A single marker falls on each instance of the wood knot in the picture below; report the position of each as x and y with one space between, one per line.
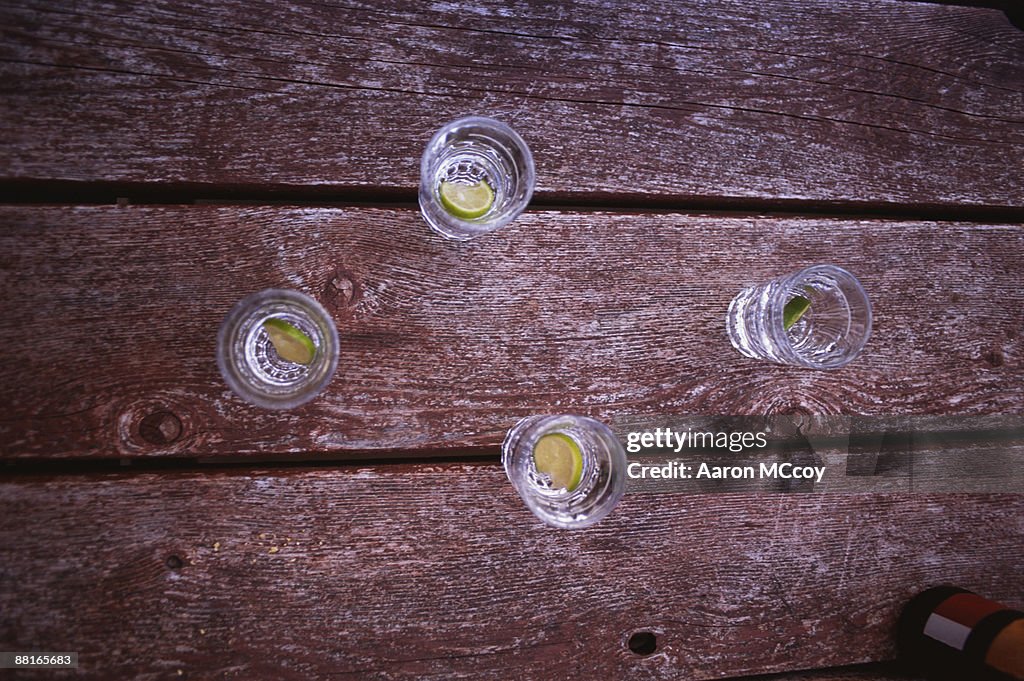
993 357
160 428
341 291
● ● ● ● ●
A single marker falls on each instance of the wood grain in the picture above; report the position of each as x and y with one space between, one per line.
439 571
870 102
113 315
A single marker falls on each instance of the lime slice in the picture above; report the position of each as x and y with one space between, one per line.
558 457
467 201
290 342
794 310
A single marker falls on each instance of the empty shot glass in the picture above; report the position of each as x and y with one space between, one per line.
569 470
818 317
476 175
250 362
● ● ● ● ●
(Stated problem): Please pick out each line of the records above that contains the word "wood", and copy those lines.

(In response):
A single marker falls on each instance of the wood knot in the picture below; report the position of each as x and y with one space between, one per line.
A single marker falls on each instance of the wood grain in the picture above; report the position of each as x and y with one space between, one per line.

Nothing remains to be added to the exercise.